→ **GIVEN EXERCISE 1**:
Copy the records below exactly as they are, starting with the line that contains "Please tag every instance of the blurred crowd" and going through the end of the records.

→ **PROVIDED PASSAGE**:
Home

Wednesday, April 23, 2025

View Back issues

LA Homeless Services Authority sues Trump administration after HUD suspends funding

The agency that coordinates federal, state and local funding for homeless services in Los Angeles County says HUD used pretextual reasons to cut off its funding.

LOS ANGELES (CN) — The Los Angeles Homeless Services Authority sued the Trump administration Monday after the U.S. Department of Housing and Urban Development earlier this month suspended funding for the lead agency that administers funding for homeless services in the LA region.

The Homeless Services Authority said in its complaint filed in U.S. District Court for the Central District of California that HUD’s stated reasons for suspending funding, purportedly because of “waste, fraud and abuse,” are a pretext and that the Trump administration seeks to dismantle the regional Continuum of Care Program created by Congress that gives local authorities discretion over projects submitted for federal funding.

“Across five presidential administrations, including as recently as January 2025, bipartisan legislation has funded and reaffirmed the CoC Program’s regional approach,” the agency argues. “But the Trump administration has made clear it wants to scrap the program entirely in favor of a homelessness policy favoring criminal enforcement, drug treatment, institutionalization and civil commitment of the mentally ill.”

The Los Angeles Continuum of Care, led by LAHSA, has received nearly $1 billion in taxpayer dollars over the last five years, HUD said in its June 11 announcement that it was suspending funding. But despite receiving more federal homelessness funding than any other jurisdiction in the nation, the department said, LA remains the epicenter of the nation’s “drug-fueled homelessness crisis.”

“Under President Trump’s leadership, HUD will fund results, not corrupt failure or the homeless industrial complex,” HUD Secretary Scott Turner said. “Year after year, hundreds of millions of taxpayer dollars were funneled to LAHSA with little accountability. Meanwhile, homelessness skyrocketed. Taxpayers will no longer bankroll an organization that puts its own self-interests ahead of the Americans it was created to serve.”

→ **DATA FOR THIS TASK**:
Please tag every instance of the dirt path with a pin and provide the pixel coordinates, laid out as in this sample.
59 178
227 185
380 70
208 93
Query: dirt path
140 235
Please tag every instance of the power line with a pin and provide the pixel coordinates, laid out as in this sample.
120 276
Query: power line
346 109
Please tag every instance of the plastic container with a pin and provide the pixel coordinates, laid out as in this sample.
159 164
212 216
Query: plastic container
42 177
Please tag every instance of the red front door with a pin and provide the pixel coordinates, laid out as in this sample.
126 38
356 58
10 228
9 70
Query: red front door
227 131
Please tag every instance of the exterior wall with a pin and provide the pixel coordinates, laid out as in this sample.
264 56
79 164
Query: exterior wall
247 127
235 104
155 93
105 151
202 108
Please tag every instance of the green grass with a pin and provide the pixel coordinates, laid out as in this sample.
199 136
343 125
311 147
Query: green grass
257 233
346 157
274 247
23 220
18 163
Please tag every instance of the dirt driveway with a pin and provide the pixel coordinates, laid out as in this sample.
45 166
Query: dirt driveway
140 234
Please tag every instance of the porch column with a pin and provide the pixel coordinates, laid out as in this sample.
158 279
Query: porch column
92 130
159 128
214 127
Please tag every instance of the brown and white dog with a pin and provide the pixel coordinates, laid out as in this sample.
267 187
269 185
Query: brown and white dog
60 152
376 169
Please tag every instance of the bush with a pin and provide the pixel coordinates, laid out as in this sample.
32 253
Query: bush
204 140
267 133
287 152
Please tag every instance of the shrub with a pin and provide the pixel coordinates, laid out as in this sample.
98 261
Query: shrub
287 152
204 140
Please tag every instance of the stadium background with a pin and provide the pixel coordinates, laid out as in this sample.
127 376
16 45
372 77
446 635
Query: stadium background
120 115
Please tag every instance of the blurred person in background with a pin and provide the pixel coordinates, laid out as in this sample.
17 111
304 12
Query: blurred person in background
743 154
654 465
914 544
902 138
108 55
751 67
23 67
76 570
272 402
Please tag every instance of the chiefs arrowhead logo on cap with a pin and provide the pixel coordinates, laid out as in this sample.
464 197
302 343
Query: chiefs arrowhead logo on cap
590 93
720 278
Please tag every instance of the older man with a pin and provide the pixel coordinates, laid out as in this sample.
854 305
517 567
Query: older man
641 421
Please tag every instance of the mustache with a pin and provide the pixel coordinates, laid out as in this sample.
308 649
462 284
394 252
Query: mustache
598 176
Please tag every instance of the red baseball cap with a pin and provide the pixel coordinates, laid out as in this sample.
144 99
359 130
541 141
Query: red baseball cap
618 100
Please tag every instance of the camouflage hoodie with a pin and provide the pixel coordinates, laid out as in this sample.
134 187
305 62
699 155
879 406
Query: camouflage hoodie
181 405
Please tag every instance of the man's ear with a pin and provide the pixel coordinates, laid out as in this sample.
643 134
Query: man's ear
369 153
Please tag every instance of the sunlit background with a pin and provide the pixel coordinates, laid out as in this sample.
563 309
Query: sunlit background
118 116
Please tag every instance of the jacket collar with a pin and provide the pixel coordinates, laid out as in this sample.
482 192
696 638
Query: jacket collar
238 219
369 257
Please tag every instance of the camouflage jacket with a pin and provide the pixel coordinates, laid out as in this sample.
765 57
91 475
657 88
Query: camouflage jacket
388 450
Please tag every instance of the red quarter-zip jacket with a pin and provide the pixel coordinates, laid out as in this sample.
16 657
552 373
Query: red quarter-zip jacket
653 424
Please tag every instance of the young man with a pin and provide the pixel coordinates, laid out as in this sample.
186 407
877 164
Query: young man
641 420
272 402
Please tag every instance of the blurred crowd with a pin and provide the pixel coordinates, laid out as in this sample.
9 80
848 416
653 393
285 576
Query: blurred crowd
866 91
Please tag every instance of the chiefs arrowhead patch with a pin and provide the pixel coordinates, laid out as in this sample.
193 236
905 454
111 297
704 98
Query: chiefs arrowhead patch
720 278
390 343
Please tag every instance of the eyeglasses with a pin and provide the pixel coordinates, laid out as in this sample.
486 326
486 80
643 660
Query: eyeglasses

→ **GIVEN EXERCISE 2**:
In the article about the homeless services lawsuit, give the part from "LA Homeless Services" up to and including "off its funding." again, with "HUD" changed to "the federal housing agency".

→ **EXERCISE RESPONSE 1**:
Please tag every instance of the blurred crowd with a pin and provide the pixel coordinates, laid out as in this sample.
9 80
848 416
653 393
285 576
Query: blurred crowd
866 91
Please tag every instance of the chiefs arrowhead patch with a pin and provide the pixel coordinates, laid out as in this sample.
193 236
905 454
111 297
704 98
Query: chiefs arrowhead patch
720 278
390 343
Please tag every instance of the eyeglasses with a pin and provide the pixel coordinates, laid out as in this sample.
486 326
486 80
643 660
Query: eyeglasses

→ **EXERCISE RESPONSE 2**:
LA Homeless Services Authority sues Trump administration after the federal housing agency suspends funding

The agency that coordinates federal, state and local funding for homeless services in Los Angeles County says the federal housing agency used pretextual reasons to cut off its funding.